EXERCISE AIM
Pull out every line in the items below that contains the string "Target", and copy each one in full.

TASK INPUT
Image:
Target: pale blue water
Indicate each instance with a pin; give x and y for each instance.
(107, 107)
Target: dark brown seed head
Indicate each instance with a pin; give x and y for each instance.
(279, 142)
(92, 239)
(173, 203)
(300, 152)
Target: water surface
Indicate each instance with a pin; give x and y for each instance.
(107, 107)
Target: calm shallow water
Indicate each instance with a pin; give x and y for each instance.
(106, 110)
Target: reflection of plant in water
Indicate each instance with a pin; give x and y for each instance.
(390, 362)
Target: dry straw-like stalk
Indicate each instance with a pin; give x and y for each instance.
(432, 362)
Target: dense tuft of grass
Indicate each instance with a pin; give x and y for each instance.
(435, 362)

--

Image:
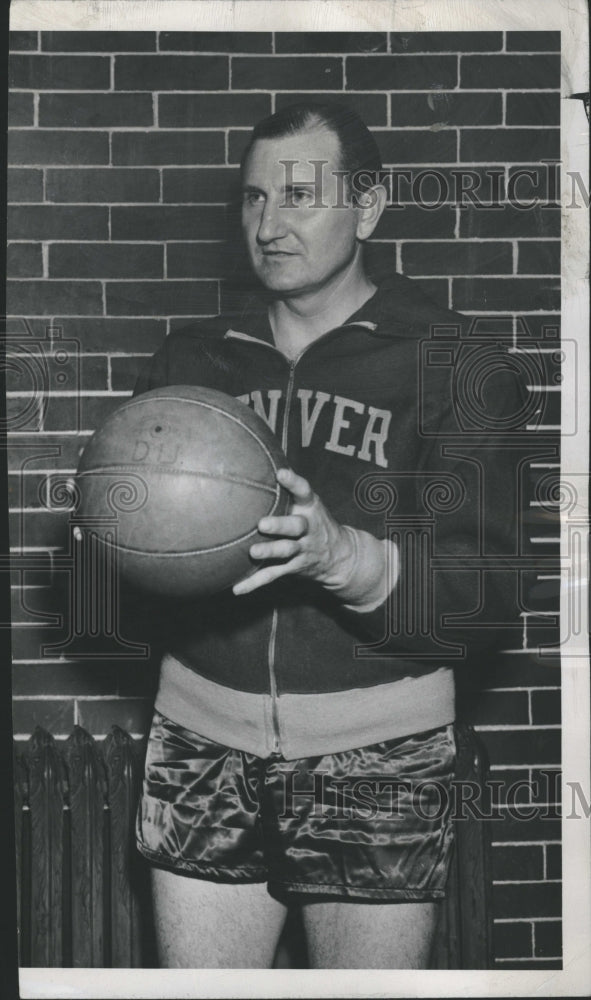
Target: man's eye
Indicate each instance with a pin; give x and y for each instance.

REPLY TO THE TASK
Target: pale blue water
Target: dark brown seed head
Target: water surface
Target: calm shallow water
Target: reflection of plant in water
Target: dry straw-like stalk
Target: dense tuft of grass
Target: man's eye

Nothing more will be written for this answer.